> _Exercise details_
Produce a character-for-character copy of the data below.

(Records from a dataset)
_ _ _ _ _

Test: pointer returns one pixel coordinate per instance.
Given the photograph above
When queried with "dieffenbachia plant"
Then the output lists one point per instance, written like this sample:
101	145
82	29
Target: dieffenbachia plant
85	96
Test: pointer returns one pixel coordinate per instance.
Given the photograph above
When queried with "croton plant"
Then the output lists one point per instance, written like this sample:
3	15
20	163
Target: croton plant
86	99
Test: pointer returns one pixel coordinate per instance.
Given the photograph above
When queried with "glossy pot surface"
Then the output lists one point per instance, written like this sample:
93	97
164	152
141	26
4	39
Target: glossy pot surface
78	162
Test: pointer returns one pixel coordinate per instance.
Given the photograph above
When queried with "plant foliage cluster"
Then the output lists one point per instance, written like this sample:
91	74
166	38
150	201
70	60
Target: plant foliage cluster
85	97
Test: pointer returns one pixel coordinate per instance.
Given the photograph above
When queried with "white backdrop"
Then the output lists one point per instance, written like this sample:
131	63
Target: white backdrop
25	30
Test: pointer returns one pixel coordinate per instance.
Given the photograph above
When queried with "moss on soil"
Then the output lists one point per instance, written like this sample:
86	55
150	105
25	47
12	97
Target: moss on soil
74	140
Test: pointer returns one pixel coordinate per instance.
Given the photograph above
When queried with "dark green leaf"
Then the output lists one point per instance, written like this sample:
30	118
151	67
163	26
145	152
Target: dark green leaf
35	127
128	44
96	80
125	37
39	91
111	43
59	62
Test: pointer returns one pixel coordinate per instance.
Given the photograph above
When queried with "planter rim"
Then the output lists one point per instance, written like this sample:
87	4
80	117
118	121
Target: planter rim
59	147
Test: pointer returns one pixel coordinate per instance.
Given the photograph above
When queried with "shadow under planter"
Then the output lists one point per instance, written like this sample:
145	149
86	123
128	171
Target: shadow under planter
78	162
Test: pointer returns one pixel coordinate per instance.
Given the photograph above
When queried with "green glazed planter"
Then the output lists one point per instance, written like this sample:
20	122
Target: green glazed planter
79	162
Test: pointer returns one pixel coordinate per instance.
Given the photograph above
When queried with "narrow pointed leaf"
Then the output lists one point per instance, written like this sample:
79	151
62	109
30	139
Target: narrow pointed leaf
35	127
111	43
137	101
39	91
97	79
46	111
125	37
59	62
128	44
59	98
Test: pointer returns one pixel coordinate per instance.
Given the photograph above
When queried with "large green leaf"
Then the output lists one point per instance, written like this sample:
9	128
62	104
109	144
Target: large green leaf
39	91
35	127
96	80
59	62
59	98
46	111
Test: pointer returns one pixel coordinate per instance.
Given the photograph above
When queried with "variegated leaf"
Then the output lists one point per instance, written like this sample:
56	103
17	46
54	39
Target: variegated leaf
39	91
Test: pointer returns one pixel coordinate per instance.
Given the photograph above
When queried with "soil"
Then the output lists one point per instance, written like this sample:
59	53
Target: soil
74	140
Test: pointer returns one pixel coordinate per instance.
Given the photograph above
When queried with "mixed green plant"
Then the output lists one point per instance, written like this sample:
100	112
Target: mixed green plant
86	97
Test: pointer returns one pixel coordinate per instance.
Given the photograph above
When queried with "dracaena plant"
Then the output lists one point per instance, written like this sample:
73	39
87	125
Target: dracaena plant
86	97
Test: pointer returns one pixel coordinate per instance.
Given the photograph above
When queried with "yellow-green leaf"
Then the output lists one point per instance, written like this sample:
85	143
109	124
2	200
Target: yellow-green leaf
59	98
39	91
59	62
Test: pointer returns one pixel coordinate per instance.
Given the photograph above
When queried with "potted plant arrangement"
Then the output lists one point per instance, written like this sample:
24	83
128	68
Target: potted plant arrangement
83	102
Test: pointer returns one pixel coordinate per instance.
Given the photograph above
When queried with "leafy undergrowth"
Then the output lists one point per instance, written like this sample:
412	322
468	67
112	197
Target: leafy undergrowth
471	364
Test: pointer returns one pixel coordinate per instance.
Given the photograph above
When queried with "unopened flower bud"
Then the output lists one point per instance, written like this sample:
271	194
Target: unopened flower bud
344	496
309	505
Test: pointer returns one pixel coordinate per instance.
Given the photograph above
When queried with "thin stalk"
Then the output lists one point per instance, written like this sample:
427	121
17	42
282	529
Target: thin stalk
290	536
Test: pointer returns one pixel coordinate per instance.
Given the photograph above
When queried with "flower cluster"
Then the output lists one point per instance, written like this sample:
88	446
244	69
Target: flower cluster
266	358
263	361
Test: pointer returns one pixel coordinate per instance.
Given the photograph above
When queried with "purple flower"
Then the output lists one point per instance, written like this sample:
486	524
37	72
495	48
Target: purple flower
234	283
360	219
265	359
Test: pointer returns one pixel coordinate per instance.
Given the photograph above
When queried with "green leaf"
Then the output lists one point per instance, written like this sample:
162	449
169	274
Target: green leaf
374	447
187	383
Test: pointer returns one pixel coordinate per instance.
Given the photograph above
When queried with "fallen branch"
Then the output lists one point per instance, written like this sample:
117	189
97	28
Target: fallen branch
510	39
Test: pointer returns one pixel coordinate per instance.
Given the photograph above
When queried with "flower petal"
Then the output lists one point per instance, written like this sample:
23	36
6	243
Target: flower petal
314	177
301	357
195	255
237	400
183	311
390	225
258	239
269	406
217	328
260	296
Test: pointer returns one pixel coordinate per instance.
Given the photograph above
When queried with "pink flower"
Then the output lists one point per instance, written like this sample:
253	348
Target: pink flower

_ _ _ _ _

> _Expected answer_
Test: pointer returns one pixel coordinate per instance.
Given the photograph above
When queried with "dieffenbachia plant"
Then the output lists one point per instance, written like this sample:
101	145
82	29
Target: dieffenbachia plant
85	96
Test: pointer returns one pixel coordinate per instance.
Given the photograph above
When queried with "croton plant"
Then the output lists one point per instance, written like this sample:
3	15
20	163
Target: croton plant
86	99
Test: pointer returns one pixel coordinate per instance.
Given the photograph above
When queried with "glossy pot surface"
Then the output lists one point per instance, written like this sample:
93	97
164	152
141	26
4	39
Target: glossy pot surface
78	162
Test: pointer returns one pixel coordinate per instance.
Given the photograph above
When queried with "plant foliage cluster"
Then the output lists one point per instance, written like this sample:
91	74
166	38
150	201
70	60
Target: plant foliage cluster
85	97
Test: pointer returns one pixel coordinate per instance.
Given the photograph above
When queried with "white backdrop"
Then the output lists one point per instance, written like this sample:
131	63
Target: white backdrop
25	30
Test: pointer returns one pixel coordinate per instance.
Given the photograph above
When queried with "moss on soil"
Then the output lists one point per instance, written like this sample:
86	55
150	105
25	47
12	97
Target: moss on soil
74	140
Test: pointer returns one pixel coordinate per instance.
Given the photograph above
When queried with "dark green leaf"
Then the output lists one point per instance, written like this sample:
30	118
151	67
163	26
145	152
Target: dark green leaf
35	127
128	44
96	80
125	37
39	91
111	43
59	62
Test: pointer returns one pixel coordinate per instance.
Given the photograph above
When queried with "planter rim"
Then the output lists one point per instance, written like this sample:
87	4
80	117
118	121
Target: planter rim
59	147
Test: pointer returns one pixel coordinate per instance.
Given the photograph above
When queried with "shadow under planter"
Then the output lists one point per instance, written like this sample:
145	149
86	123
128	171
Target: shadow under planter
78	162
Test: pointer returns one pixel coordinate per instance.
Given the photograph above
When queried with "green glazed planter"
Then the output lists one point per instance, written like this sample:
20	122
Target: green glazed planter
79	162
Test: pointer returns one pixel coordinate per instance.
Given the photograph above
When queried with "narrow pointed leaf"
Then the output lists one point per instance, written like this sample:
79	151
62	109
30	139
Target: narrow pointed leaf
35	127
111	43
137	101
39	91
97	79
46	111
125	37
59	62
128	44
59	98
Test: pointer returns one pixel coordinate per instance.
Given the photograph above
When queried with "large green leaf"
Then the output lists one point per instance, written like this sample:
9	128
62	104
109	144
Target: large green leaf
39	91
35	127
96	80
59	62
59	98
46	111
Test: pointer returns one pixel coordinate per instance.
Given the photograph above
When queried with "variegated leaf"
Then the output lists one point per instance, written like this sample:
56	103
17	46
54	39
Target: variegated leaf
39	91
Test: pointer returns one pixel coordinate per instance.
Given the photograph above
When queried with "soil"
Then the output lists one point per instance, written like this sample:
59	53
Target: soil
74	140
Test: pointer returns one pixel coordinate per instance.
Given the photograph above
When queried with "mixed green plant"
Then the output lists one point per instance, written like this sample:
100	112
Target: mixed green plant
86	97
Test: pointer returns one pixel coordinate per instance.
Given the photograph above
When queried with "dracaena plant"
Then the output lists one point per instance, written like this sample:
73	39
87	125
Target: dracaena plant
86	97
Test: pointer returns one pixel coordinate per instance.
Given the photograph above
When queried with "yellow-green leaf"
Then the output lists one point per instance, written like this sample:
85	143
109	124
2	200
Target: yellow-green leaf
59	98
39	91
59	62
Test: pointer returns one pixel coordinate per instance.
Given the photograph above
When queried with "potted plant arrangement"
Then the output lists one point per instance, written like this sample:
24	83
128	68
Target: potted plant arrangement
83	102
Test: pointer returns one pixel coordinate per instance.
Given the photograph above
When queried with "leafy undergrowth"
Then the output lists one point per instance, written like this sample:
412	322
468	67
112	197
Target: leafy undergrowth
471	364
Test: pointer returns one pixel coordinate per instance.
Given the photograph above
When queried with "unopened flower bud"
Then the output lists one point per instance, written like this sample:
271	194
Target: unopened flower bud
344	496
309	505
Test: pointer returns one pixel coordinate per instance.
Given the photograph above
When queried with "thin stalk"
Then the output lists one point per instance, written like this sample:
427	121
17	42
282	529
Target: thin stalk
290	536
Test: pointer returns one pixel coordinate per instance.
Given the photograph above
When queried with "flower cluster"
Then the output lists one point per instance, written like this sample:
88	446
244	69
Target: flower cluster
266	358
263	361
Test: pointer returns one pixel coordinate per instance.
Given the photograph above
When queried with "purple flower"
Then the output lists one point per instance, written like this sample:
486	524
37	72
495	48
Target: purple flower
234	283
360	219
265	359
Test: pointer returns one pixel coordinate per instance.
Given the photograph above
When queried with "green leaf"
Then the output lists one point per instance, written like this sample:
162	449
169	274
Target: green leaf
374	447
187	383
Test: pointer returns one pixel coordinate per instance.
Given the photograph above
When queried with "fallen branch"
Then the output lists one point per instance, written like this sample:
117	189
97	28
Target: fallen branch
510	39
Test: pointer returns one pixel coordinate per instance.
Given the photograph above
When queried with "flower petal"
Then the output lists one point per instance, written like this sample:
23	36
6	243
Target: flower petal
314	177
301	357
195	255
237	400
183	311
390	225
258	239
269	406
217	328
260	296
Test: pointer returns one pixel coordinate per instance.
Given the photograph above
When queried with "pink flower"
Then the output lists one point per instance, written like this sample:
253	348
Target: pink flower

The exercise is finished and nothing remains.